Extract provided:
● ● ●

The Sixth Circuit has long held that "so long as the officer has probable cause to believe that a traffic violation has occurred or was occurring, the resultant stop is not unlawful and does not violate the Fourth Amendment." United States v. Davis, 430 F.3d 345, 352 (6th Cir. 2005) (quoting United States v. Bradshaw, 102 F.3d 204, 210 (6th Cir. 1996)) (internal quotation marks omitted). Further, "[t]he requirements of probable cause are satisfied where the facts and circumstances within their (the officers') knowledge and of which they had reasonably trustworthy information (are) sufficient in themselves to warrant a man of reasonable caution in the belief that an offense has been or is being committed." Id. (quoting Brinegar v. United States, 338 U.S. 160, 175—76 (1949)) (internal quotation marks omitted).

In support of his argument that Trooper Devasher did not have probable cause to stop his vehicle, Defendant submitted into evidence several photographs of the vehicle that Defendant was driving at the time of the stop. [D.E. 24 at 69—71]. Defendant's wife testified that she took the photographs from several different angles after Defendant's arrest, and stated at the hearing that in each photograph, a person is seated in the driver's seat. [D.E. 24 at 69—71]. Using these photographs, collectively admitted as Exhibit 3, Defendant argues that Trooper Devasher could not have had probable cause to stop Defendant because it is impossible to tell whether the person in the driver's seat is wearing a seatbelt. [D.E. 25 at 5].

The Court agrees with Defendant that it is difficult to determine whether the person in the photographs seated in the driver's seat is wearing a seatbelt because of the excessive window tint on the vehicle. However, this observation by the Court by no means ends the inquiry as to whether Trooper Devasher had probable cause to stop Defendant's vehicle. Quite simply, there is uncontradicted testimony from Trooper Devasher that he observed Defendant not wearing his seatbelt from several viewpoints as Defendant changed lanes on Nicholasville Road. [D.E. 24 at 32]. By contrast, Defendant offered no testimony that he was, in fact, wearing a seatbelt, and the photographs standing alone cannot be used to prove otherwise. For example, the Court cannot be sure that the lighting conditions on the day that Defendant's wife took the photographs were the same as the day that Defendant was arrested. Nor can the Court be sure that Ms. Lyvers, a witness who is naturally quite biased towards Defendant, did not ensure that she was taking photographs from angles in which it was impossible to determine whether the person seated within was wearing a seatbelt. Further, as is evident in the video supplied by the United States, Defendant was wearing a light colored shirt on the day he was arrested. If the man seated in the vehicle in the photographs is wearing a dark colored shirt, a fact which definitively remains unknown to the Court, then that could provide a reason why it is more difficult to discern a seatbelt in the photographs than it was for Trooper Devasher to see that Defendant was not wearing a seatbelt. Thus, the photographs cannot overcome Trooper Devasher's uncontradicted testimony, which is corroborated by his police report. [D.E. 16-4].

● ● ●

Dataset extract:
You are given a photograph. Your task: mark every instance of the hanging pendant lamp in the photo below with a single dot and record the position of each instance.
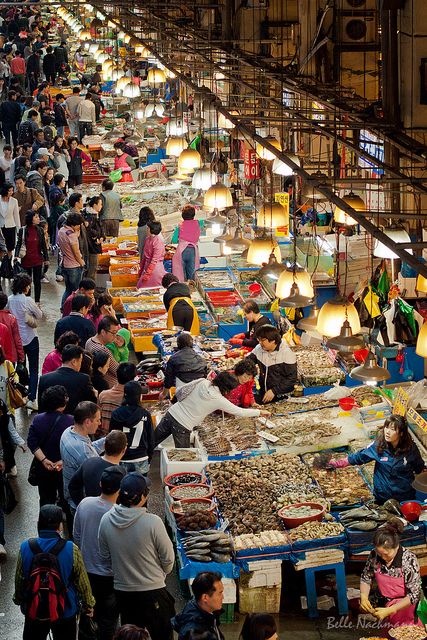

● ● ●

Short exercise 1: Using the opinion excerpt on the traffic stop, say whether each statement agrees with it: (a) Defendant's wife took the photographs before his arrest; (b) Defendant wore a light colored shirt on the day of his arrest; (c) Defendant testified that he was wearing a seatbelt. Answer yes or no for each, quoting the deciding words.
Short exercise 2: According to the opinion excerpt on the traffic stop, on what road did Trooper Devasher see Defendant changing lanes?
The lines have no role here.

Correct answer 1:
(a) No: "she took the photographs from several different angles after Defendant's arrest"
(b) Yes: "Defendant was wearing a light colored shirt on the day he was arrested"
(c) No: "Defendant offered no testimony that he was, in fact, wearing a seatbelt"

Correct answer 2: Nicholasville Road.